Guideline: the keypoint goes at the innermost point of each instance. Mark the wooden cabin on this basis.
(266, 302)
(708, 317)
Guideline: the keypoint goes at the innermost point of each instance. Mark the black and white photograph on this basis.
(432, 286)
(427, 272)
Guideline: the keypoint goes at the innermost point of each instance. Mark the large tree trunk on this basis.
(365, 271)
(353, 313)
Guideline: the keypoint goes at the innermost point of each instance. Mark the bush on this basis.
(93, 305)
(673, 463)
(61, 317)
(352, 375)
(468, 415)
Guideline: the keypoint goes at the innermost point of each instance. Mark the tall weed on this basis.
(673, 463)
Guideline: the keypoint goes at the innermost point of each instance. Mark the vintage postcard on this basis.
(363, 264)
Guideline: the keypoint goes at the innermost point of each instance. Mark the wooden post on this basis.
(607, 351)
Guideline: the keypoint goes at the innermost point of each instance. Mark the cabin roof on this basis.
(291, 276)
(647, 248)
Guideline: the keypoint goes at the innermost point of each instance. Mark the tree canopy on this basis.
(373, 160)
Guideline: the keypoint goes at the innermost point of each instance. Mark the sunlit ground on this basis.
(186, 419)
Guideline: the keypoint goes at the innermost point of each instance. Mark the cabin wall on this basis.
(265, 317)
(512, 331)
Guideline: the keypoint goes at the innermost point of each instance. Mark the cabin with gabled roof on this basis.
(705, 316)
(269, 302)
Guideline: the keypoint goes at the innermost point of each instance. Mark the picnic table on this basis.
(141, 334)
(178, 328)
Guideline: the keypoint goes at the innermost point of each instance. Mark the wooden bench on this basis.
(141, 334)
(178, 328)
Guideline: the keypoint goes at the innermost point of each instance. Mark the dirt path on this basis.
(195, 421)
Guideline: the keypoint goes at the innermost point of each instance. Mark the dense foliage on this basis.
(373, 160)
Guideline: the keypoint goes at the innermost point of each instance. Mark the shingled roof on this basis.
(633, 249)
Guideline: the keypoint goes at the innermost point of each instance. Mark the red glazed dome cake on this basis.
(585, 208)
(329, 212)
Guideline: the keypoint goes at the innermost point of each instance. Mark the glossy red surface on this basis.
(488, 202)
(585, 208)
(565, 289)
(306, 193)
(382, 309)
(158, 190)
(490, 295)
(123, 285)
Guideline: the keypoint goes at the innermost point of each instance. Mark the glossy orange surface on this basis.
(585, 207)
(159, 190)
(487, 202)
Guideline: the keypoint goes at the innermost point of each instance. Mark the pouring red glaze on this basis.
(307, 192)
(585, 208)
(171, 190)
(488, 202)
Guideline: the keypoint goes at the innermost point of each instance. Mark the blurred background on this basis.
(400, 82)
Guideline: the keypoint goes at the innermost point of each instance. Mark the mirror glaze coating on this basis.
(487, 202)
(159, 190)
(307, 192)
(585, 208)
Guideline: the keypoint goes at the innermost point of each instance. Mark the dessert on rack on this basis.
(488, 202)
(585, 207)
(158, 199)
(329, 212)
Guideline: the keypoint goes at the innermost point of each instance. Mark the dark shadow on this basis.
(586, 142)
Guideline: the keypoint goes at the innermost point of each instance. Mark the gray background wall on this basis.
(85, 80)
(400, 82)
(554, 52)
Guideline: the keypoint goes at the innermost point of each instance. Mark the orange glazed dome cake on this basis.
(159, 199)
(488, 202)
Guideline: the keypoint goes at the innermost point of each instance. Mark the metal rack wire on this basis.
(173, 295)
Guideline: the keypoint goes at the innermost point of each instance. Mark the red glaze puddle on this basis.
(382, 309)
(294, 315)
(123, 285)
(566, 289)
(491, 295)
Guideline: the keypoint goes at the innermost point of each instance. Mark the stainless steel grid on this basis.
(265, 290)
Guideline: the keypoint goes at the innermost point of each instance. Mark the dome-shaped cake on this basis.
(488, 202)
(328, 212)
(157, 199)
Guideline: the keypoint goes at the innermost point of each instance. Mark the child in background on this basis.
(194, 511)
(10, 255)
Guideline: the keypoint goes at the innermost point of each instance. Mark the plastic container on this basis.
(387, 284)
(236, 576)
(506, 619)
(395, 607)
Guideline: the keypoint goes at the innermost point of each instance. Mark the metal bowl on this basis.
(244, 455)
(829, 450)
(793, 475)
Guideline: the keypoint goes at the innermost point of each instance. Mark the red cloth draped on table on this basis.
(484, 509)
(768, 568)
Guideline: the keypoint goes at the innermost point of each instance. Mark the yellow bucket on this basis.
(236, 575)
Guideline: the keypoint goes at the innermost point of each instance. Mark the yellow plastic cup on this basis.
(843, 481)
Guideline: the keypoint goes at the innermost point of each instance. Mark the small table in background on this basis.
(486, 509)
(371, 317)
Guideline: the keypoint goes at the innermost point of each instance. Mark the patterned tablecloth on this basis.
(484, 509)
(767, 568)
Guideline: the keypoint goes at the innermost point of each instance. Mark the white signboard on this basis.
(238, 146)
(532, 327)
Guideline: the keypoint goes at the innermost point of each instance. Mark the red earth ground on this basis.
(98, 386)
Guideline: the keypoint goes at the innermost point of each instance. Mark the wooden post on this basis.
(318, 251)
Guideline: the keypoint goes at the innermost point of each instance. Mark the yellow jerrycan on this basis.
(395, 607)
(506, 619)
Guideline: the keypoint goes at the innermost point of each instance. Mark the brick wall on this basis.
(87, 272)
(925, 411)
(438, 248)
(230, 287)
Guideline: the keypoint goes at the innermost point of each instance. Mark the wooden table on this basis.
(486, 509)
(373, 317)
___
◆ **Aim of the task**:
Return each entry exactly. Leave none out.

◆ **Your response**:
Guideline: the keypoint goes at the innermost point of each instance. Mark the wooden cabin on this basis.
(266, 302)
(708, 317)
Guideline: the keypoint goes at the innermost point of each instance. Mark the black and white photograph on this basis.
(432, 286)
(427, 272)
Guideline: the keypoint goes at the innermost point of each instance. Mark the large tree trunk on this basis.
(365, 271)
(353, 313)
Guideline: the keypoint goes at the innermost point of each instance. Mark the bush on this basis.
(93, 305)
(673, 463)
(61, 317)
(352, 375)
(468, 415)
Guideline: the keypoint goes at the innermost point of each instance. Mark the tall weed on this basis.
(673, 463)
Guideline: the keypoint goes at the innermost point of each instance. Mark the vintage postcard on this basis.
(363, 264)
Guideline: the keypoint goes at the innermost point of each instance. Mark the wooden post on this basis.
(607, 351)
Guideline: the keypoint goes at the innermost point of each instance. Mark the cabin roof on this basis.
(291, 276)
(647, 248)
Guideline: the keypoint goes at the innermost point of each instance. Mark the tree canopy on this basis.
(373, 160)
Guideline: the keypoint goes at the innermost point of each instance. Mark the sunlit ground on this basis.
(186, 419)
Guideline: the keypoint goes at the innermost point of each instance. Mark the cabin wall on this basis.
(265, 317)
(512, 331)
Guideline: the keypoint goes at the innermost point of each instance. Mark the cabin with gabled roof on this basis.
(705, 316)
(269, 302)
Guideline: the keypoint goes at the innermost point of each instance. Mark the picnic table on this basis.
(141, 334)
(178, 328)
Guideline: the keypoint goes at the innermost point of each instance. Mark the wooden bench on this basis.
(141, 334)
(178, 328)
Guideline: the keypoint goes at the innermost point of each instance. Mark the dirt path on this basis.
(195, 421)
Guideline: the keypoint goes at the innermost point of each instance. Mark the dense foliage on this basis.
(373, 160)
Guideline: the keypoint goes at the innermost point of each instance. Mark the shingled roof on this basis.
(633, 249)
Guideline: the keypoint goes at the innermost point of each instance. Mark the red glazed dome cake on this basis.
(585, 208)
(329, 212)
Guideline: the keypoint goes at the innermost point of each instance. Mark the glossy red surface on this basis.
(488, 202)
(585, 208)
(565, 289)
(306, 193)
(382, 309)
(158, 190)
(490, 295)
(123, 285)
Guideline: the keypoint goes at the innermost point of each instance. Mark the glossy orange surface on this basis.
(585, 207)
(159, 190)
(487, 202)
Guideline: the keypoint goes at the innermost point of each instance. Mark the pouring red glaze on this basis.
(307, 192)
(585, 208)
(171, 190)
(488, 202)
Guideline: the keypoint goes at the innermost point of each instance. Mark the blurred background on this basis.
(400, 82)
Guideline: the keypoint goes at the innermost point of each instance. Mark the mirror glaze coating on this basis.
(487, 202)
(159, 190)
(307, 192)
(585, 208)
Guideline: the keypoint goes at the innermost point of each instance. Mark the dessert on rack on this basis.
(488, 202)
(585, 207)
(158, 199)
(329, 212)
Guideline: the keypoint goes at the innermost point of each instance. Mark the dark shadow on this basis.
(586, 142)
Guideline: the keypoint goes at the innermost point of each instance. Mark the gray background wall on this basis.
(85, 80)
(400, 82)
(554, 52)
Guideline: the keypoint goes at the innermost point of each instance. Mark the orange glazed dome cake on this basis.
(159, 199)
(488, 202)
Guideline: the keypoint goes at the innermost point of each instance. Mark the metal rack wire on this basis.
(173, 295)
Guideline: the keypoint goes at the innermost point of each instance. Mark the red glaze puddle on this basis.
(382, 309)
(294, 315)
(123, 285)
(566, 289)
(491, 295)
Guideline: the keypoint goes at the innermost point of each instance. Mark the stainless steel grid on this basis.
(265, 290)
Guideline: the keypoint goes at the innermost point of each instance. Mark the dome-shaped cake on this basis.
(488, 202)
(328, 212)
(157, 199)
Guideline: the keypoint goes at the innermost point of each instance. Mark the child in background on this basis.
(194, 511)
(10, 255)
Guideline: the keypoint goes at the innermost point of each instance. Mark the plastic container on this basis.
(387, 284)
(236, 576)
(506, 619)
(395, 607)
Guideline: the keypoint goes at the innermost point of each instance. Mark the metal bowl on this basis.
(244, 455)
(829, 450)
(793, 475)
Guideline: the keypoint goes at the innermost point of each instance. Mark the red cloth draped on table on this basis.
(484, 509)
(768, 568)
Guideline: the keypoint goes at the innermost point of each instance. Mark the yellow bucket on this basis.
(236, 575)
Guideline: the keypoint goes at the innermost point of each instance. Mark the yellow plastic cup on this basis.
(843, 481)
Guideline: the keypoint goes at the innermost point of each instance. Mark the small table in background on this basis.
(486, 509)
(371, 317)
Guideline: the keypoint goes at the innermost point of each instance. Mark the patterned tablecloth on this basis.
(484, 509)
(767, 568)
Guideline: the keypoint goes at the innermost point of each instance. Mark the white signboard on this basis.
(238, 146)
(532, 327)
Guideline: the keypoint goes at the innermost point of each instance. Mark the red earth ground on this basis.
(98, 386)
Guideline: the keypoint goes at the innermost point of each instance. Mark the wooden post on this basis.
(318, 251)
Guideline: the keypoint goes at the innermost point of each instance. Mark the yellow jerrycan on this basis.
(395, 607)
(506, 619)
Guideline: the keypoint goes at the innermost point of each instance. Mark the brick wall on this basis.
(87, 272)
(925, 411)
(438, 248)
(230, 287)
Guideline: the keypoint goes at the innermost point of each instance. Mark the wooden table on this basis.
(486, 509)
(373, 317)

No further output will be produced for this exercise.